Arty est l’adolescent le plus lourd du monde, même s’il précise qu’il n’a pas cherché à le devenir. Dorloté par sa mère, Jojo, depuis son plus jeune âge, il ne sort plus de chez lui. Dans la vie qu’il s’invente dans sa tête, il est un aventurier intrépide, un grand showman, un séducteur. Lui et sa mère ont accepté de participer à l’émission de télé « C’est énorme » qui suit le parcours de personnes obèses dans la construction d’une identité nouvelle. Accompagné par Louise, de l’agence « En route vers l’emploi », il se prépare à recevoir le by-pass qui va changer sa vie. Mais sa mère s’avère finalement réfractaire au changement, elle a peur de perdre son Artichou et voit d’un très mauvais œil le rapprochement entre son fils et la jeune femme. Mis en scène par l’équipe de tournage, les trois personnages tentent tant bien que mal de démêler leurs désirs et leurs aspirations tandis que le pauvre Arty, balloté entre toutes ces influences, s’efforce de contenter tout le monde et de trouver sa voie.

-*-*-

• [But de l'exercice] Indiquez si chacune des affirmations suivantes est conforme à l'extrait sur Arty, en justifiant par une citation exacte : 1. Arty ne sort plus de chez lui. 2. Louise travaille pour l'émission « C'est énorme ». 3. La mère d'Arty voit d'un bon œil le rapprochement entre son fils et Louise. Les données qui suivent ne servent pas pour ce travail.

-*-*-

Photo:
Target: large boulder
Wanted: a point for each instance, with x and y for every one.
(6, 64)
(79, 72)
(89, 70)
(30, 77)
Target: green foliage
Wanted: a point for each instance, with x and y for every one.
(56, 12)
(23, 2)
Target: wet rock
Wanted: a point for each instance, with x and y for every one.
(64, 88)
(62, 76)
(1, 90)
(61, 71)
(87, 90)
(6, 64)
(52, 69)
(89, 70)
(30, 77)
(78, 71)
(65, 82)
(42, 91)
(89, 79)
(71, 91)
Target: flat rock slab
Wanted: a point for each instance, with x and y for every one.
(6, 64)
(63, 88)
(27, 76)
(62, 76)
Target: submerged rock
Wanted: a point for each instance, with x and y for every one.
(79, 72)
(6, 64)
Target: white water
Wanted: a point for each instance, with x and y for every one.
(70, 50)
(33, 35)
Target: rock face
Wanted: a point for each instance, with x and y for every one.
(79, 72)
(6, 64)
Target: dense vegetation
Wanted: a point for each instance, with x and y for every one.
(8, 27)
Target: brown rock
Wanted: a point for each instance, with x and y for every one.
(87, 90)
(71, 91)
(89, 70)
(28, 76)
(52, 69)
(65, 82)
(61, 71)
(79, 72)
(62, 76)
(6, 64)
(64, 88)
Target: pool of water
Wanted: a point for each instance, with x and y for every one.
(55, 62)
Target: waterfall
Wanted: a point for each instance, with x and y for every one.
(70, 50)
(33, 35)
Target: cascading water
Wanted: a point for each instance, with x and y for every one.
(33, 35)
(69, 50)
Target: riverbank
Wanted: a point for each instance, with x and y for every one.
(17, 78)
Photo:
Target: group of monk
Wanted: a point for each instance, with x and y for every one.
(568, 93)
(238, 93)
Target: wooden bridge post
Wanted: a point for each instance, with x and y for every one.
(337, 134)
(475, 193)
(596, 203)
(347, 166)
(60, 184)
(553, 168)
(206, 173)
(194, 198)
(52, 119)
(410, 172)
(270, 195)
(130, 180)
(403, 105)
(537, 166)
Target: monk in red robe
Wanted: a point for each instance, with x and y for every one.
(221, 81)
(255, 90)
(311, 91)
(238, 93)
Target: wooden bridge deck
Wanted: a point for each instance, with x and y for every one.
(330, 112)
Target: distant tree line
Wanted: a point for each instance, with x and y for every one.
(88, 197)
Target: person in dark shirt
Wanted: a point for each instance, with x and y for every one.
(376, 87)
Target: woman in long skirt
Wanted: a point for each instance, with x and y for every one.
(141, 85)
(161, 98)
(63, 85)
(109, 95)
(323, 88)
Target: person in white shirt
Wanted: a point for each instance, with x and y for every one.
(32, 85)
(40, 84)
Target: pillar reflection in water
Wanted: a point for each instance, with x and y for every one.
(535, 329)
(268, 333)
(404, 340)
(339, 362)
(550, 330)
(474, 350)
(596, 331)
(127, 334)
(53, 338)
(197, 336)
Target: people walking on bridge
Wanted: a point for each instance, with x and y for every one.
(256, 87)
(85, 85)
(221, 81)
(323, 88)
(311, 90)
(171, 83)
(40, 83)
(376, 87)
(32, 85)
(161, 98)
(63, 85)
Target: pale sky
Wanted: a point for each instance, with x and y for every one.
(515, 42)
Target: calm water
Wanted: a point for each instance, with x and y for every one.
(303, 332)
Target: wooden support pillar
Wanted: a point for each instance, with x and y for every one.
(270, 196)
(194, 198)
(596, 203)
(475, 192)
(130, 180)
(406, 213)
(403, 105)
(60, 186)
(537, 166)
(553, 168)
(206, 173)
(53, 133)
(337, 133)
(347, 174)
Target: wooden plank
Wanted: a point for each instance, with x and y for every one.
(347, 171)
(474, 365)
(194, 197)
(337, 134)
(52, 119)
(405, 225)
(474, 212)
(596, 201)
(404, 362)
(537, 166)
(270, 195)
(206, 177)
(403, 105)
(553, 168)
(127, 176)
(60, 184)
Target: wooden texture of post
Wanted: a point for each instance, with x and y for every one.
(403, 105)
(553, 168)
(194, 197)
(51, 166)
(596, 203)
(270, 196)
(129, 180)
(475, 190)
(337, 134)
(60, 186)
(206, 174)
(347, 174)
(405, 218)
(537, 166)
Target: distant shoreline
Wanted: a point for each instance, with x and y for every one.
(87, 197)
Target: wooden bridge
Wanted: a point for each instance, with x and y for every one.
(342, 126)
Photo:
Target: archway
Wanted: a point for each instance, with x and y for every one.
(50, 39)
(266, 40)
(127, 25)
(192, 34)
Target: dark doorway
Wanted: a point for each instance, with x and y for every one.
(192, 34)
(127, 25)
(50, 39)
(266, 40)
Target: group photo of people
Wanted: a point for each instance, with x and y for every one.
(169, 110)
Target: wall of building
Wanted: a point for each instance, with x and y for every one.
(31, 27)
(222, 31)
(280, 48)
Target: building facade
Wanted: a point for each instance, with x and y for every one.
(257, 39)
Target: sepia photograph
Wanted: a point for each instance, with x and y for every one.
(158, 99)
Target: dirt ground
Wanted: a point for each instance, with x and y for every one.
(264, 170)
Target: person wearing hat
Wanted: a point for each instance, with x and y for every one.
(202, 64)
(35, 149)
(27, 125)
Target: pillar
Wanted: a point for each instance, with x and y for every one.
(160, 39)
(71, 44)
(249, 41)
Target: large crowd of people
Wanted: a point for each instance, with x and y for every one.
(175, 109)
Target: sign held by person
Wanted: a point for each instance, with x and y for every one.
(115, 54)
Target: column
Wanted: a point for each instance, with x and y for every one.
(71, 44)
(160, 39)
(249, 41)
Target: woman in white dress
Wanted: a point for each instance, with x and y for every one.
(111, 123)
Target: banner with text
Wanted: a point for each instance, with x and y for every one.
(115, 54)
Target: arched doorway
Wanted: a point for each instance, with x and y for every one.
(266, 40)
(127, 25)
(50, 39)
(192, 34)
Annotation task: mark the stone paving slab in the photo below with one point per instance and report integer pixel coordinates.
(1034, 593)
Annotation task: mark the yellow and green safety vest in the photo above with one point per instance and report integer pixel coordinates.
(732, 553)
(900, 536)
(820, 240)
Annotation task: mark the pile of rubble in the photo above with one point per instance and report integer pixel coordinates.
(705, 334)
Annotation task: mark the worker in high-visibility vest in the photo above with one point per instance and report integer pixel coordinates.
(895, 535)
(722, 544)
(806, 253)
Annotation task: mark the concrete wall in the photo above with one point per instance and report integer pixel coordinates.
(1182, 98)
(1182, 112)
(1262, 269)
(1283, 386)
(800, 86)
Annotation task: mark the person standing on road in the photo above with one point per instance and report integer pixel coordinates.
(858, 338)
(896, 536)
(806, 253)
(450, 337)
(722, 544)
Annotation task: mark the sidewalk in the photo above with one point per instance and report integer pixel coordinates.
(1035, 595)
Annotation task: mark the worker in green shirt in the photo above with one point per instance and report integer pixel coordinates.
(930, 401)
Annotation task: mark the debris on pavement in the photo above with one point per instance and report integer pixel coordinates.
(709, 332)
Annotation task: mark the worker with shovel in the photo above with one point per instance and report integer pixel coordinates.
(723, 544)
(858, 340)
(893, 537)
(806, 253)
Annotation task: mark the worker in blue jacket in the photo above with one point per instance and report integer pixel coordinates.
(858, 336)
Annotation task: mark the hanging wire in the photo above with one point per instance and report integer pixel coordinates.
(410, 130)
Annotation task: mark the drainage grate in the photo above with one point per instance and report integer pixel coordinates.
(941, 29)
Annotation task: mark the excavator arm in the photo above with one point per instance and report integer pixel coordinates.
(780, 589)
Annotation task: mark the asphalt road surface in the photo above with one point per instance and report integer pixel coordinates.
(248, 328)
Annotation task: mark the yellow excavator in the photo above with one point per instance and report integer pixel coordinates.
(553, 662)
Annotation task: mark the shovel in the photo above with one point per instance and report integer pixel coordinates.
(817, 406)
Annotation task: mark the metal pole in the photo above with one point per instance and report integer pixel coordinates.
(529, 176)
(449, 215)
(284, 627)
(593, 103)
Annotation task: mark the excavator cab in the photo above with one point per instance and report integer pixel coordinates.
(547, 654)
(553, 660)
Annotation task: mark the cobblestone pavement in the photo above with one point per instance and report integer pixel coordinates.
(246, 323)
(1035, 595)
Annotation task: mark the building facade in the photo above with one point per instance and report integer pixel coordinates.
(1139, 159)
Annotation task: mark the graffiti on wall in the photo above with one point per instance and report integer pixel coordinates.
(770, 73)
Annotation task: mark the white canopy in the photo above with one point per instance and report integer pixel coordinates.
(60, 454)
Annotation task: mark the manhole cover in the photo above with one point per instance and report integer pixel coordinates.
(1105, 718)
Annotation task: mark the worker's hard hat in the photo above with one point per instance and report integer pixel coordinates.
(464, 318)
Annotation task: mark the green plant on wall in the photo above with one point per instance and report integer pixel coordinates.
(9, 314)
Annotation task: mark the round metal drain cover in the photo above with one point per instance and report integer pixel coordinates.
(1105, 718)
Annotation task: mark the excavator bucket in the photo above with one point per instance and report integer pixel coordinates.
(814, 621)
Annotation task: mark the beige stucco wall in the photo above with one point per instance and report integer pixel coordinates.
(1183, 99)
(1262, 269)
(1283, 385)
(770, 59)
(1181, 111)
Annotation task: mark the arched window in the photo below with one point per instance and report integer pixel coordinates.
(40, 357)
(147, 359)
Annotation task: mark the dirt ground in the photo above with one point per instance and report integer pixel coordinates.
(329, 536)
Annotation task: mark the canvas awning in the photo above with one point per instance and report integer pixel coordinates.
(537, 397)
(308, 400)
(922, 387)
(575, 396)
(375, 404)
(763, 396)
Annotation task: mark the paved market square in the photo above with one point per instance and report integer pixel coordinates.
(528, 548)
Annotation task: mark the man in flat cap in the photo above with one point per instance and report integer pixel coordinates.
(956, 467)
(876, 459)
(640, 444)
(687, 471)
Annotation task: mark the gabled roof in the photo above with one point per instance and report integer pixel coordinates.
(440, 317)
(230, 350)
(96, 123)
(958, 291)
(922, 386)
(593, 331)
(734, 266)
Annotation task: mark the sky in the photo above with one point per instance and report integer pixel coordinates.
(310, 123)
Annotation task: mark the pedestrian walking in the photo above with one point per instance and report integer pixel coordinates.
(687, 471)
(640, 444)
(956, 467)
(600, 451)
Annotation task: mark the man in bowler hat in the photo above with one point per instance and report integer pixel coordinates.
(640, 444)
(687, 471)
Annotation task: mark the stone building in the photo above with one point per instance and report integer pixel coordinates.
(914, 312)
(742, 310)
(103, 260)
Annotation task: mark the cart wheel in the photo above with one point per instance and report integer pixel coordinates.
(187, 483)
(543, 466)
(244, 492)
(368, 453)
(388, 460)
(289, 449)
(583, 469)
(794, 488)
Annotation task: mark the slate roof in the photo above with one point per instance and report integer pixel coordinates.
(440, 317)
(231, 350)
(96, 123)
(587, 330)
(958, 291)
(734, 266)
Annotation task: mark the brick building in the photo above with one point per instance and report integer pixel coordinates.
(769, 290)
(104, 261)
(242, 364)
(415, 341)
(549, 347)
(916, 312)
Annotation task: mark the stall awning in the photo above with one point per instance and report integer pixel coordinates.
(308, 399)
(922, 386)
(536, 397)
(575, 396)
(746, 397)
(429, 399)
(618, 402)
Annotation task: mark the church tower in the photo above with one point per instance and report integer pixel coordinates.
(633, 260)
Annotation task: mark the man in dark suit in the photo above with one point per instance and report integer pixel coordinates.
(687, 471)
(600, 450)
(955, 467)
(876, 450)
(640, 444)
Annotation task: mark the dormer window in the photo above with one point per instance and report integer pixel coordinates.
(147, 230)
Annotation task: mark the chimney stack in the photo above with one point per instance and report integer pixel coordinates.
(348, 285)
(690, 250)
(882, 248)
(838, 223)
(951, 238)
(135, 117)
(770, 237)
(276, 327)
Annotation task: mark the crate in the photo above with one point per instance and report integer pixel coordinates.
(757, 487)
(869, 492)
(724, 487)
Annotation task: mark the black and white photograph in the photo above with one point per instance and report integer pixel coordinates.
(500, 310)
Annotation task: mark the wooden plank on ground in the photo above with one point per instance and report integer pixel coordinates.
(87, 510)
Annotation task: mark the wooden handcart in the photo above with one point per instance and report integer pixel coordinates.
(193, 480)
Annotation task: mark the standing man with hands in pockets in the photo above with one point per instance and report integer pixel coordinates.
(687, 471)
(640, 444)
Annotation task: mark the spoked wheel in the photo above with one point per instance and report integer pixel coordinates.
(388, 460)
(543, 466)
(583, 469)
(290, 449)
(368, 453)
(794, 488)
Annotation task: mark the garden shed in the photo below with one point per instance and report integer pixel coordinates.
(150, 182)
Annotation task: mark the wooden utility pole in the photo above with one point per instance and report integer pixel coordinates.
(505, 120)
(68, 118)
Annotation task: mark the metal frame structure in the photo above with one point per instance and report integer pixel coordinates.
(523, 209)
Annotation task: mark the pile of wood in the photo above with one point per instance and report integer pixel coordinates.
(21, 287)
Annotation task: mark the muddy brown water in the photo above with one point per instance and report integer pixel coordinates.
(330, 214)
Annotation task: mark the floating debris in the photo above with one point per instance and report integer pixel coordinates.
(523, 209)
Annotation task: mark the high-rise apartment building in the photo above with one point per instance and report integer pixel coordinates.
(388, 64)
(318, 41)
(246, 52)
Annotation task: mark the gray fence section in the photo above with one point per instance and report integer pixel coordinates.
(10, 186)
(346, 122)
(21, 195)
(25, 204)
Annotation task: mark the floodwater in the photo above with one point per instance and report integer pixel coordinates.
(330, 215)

-*-*-

• [Réponse attendue]
1. Oui : « il ne sort plus de chez lui ».
2. Non : « Accompagné par Louise, de l’agence « En route vers l’emploi » ».
3. Non : « voit d’un très mauvais œil le rapprochement entre son fils et la jeune femme ».